▶ Material to process:
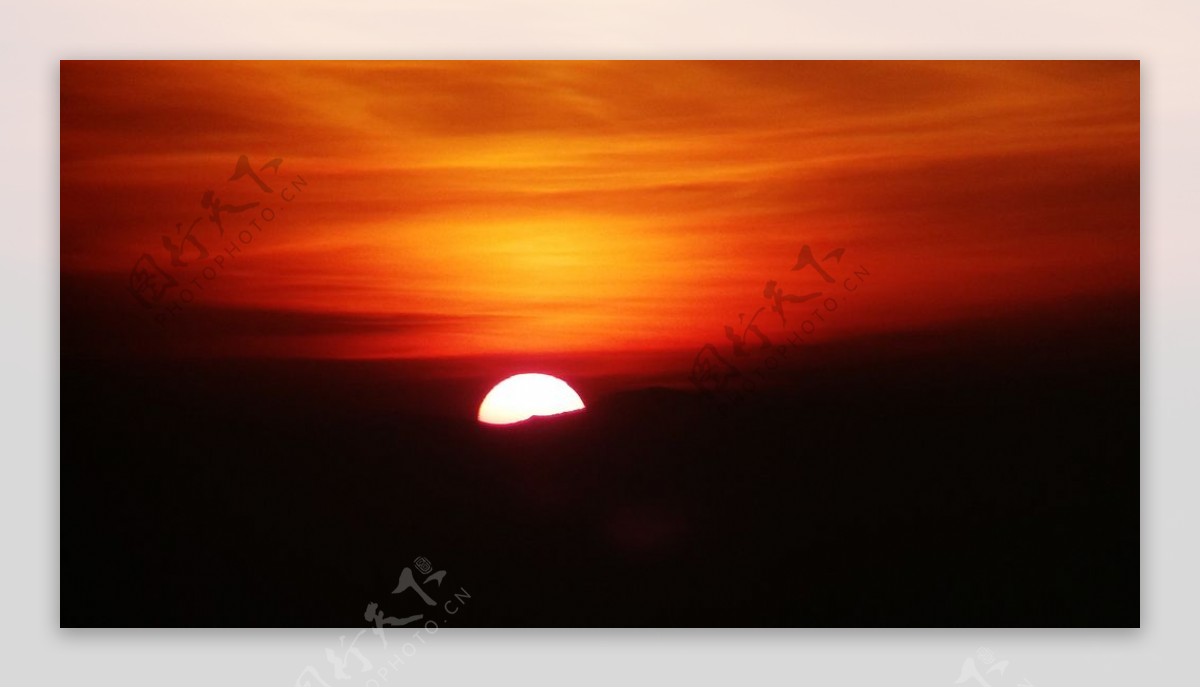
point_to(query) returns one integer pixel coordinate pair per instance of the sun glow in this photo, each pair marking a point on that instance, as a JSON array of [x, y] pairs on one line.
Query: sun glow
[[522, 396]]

* * *

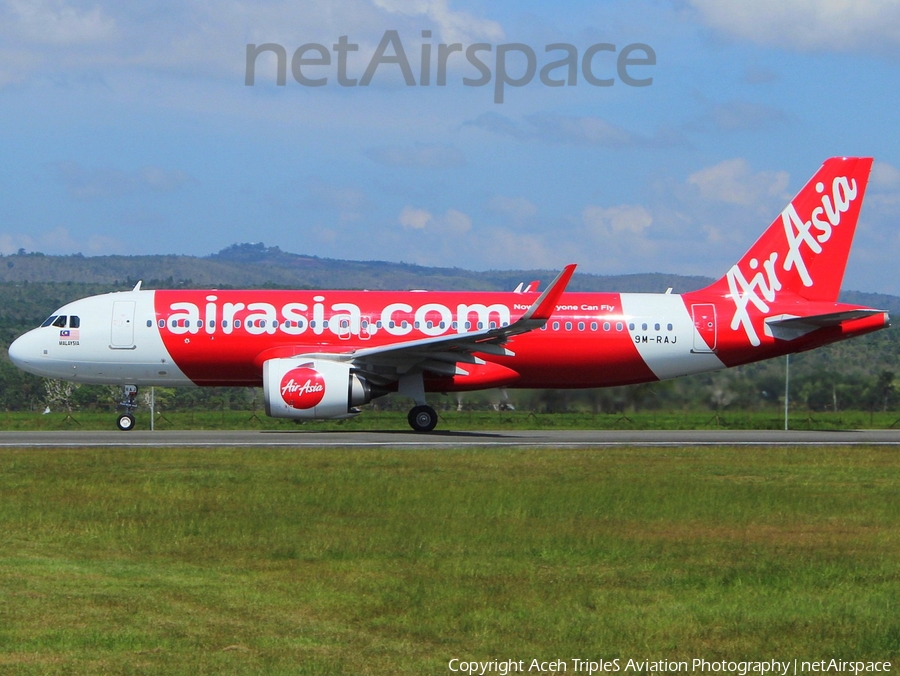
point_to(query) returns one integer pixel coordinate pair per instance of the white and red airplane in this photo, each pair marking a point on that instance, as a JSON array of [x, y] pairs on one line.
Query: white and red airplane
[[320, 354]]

* * *

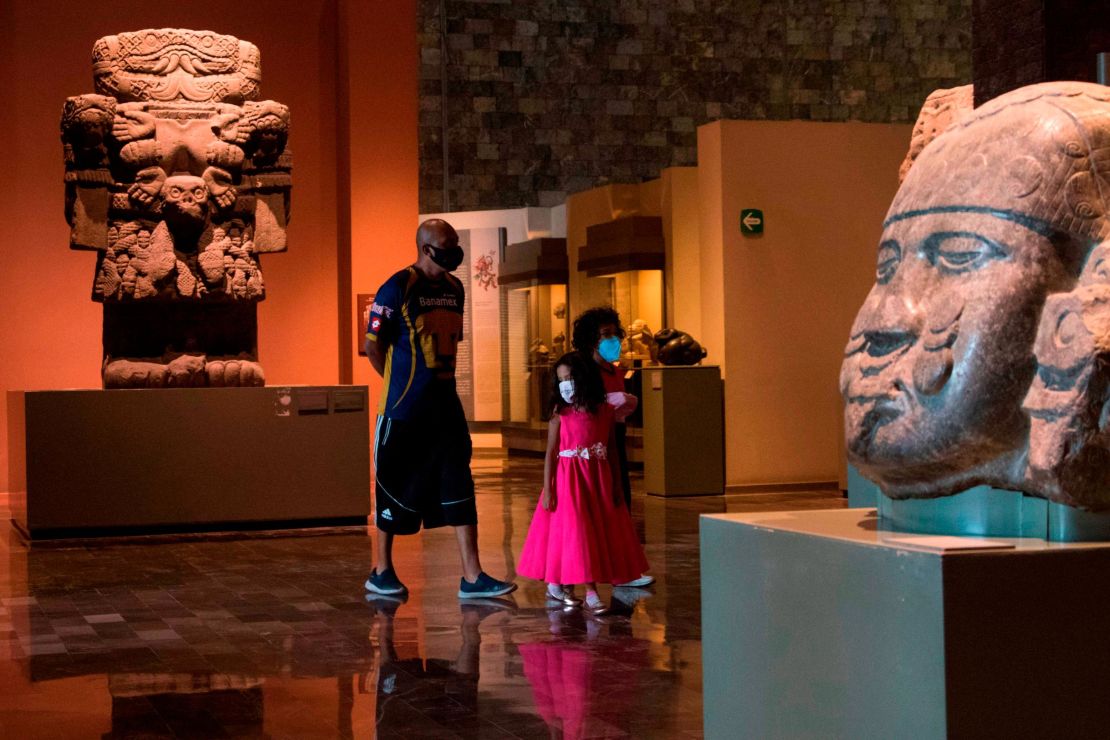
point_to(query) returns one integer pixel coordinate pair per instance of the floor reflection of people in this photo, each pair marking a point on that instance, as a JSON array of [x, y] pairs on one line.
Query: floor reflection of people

▶ How to complete this task: An exact, complete copy of the lines above from the one with "of the floor" through the one with "Query: floor reflection of people" is the whole answer.

▶ Result:
point_to(query) returns one integer pixel coordinate pair per instance of the floor reflection of people in this photo, each pair marking a point on that instance, as a JSON array of [x, y] pairs on one line.
Query: floor reflection of people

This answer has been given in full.